▶ **Description of the task**: Up to and including the line with "output: one JSON", output the records exactly as they appear.

▶ **Records for this exercise**:

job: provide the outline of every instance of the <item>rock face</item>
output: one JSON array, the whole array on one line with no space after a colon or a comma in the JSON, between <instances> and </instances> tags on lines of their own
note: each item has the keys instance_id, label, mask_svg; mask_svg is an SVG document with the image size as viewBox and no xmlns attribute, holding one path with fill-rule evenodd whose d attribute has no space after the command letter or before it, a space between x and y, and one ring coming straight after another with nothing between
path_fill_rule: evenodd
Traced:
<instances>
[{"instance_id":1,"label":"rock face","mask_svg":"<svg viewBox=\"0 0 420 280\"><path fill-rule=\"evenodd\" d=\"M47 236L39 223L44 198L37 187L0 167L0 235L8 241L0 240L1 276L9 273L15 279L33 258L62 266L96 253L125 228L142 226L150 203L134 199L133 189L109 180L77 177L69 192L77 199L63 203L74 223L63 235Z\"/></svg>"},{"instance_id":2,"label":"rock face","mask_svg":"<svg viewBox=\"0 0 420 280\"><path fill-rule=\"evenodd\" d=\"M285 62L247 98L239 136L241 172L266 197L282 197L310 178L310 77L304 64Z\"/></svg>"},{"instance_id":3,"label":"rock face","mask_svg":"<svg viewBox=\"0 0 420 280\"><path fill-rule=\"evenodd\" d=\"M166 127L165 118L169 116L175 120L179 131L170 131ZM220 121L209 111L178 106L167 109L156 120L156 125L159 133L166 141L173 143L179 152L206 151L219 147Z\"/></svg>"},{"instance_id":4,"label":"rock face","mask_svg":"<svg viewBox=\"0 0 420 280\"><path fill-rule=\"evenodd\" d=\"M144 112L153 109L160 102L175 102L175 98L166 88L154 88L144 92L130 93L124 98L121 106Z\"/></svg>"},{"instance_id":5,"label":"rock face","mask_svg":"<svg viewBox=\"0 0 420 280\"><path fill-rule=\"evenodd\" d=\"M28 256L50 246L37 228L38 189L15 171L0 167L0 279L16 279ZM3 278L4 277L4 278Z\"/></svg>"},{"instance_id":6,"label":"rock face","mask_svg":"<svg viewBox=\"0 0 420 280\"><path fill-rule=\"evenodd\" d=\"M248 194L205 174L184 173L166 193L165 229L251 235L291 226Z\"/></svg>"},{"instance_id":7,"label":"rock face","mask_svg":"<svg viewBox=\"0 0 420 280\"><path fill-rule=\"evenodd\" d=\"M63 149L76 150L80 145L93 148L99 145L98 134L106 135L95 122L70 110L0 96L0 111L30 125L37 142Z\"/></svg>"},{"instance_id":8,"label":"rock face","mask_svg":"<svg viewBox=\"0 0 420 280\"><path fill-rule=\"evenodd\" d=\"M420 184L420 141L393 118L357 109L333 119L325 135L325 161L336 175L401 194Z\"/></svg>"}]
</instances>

▶ **Expected output**:
job: provide the outline of every instance of the <item>rock face</item>
output: one JSON array, the whole array on one line with no space after a colon or a comma in the JSON, between <instances> and </instances> tags on lines of their own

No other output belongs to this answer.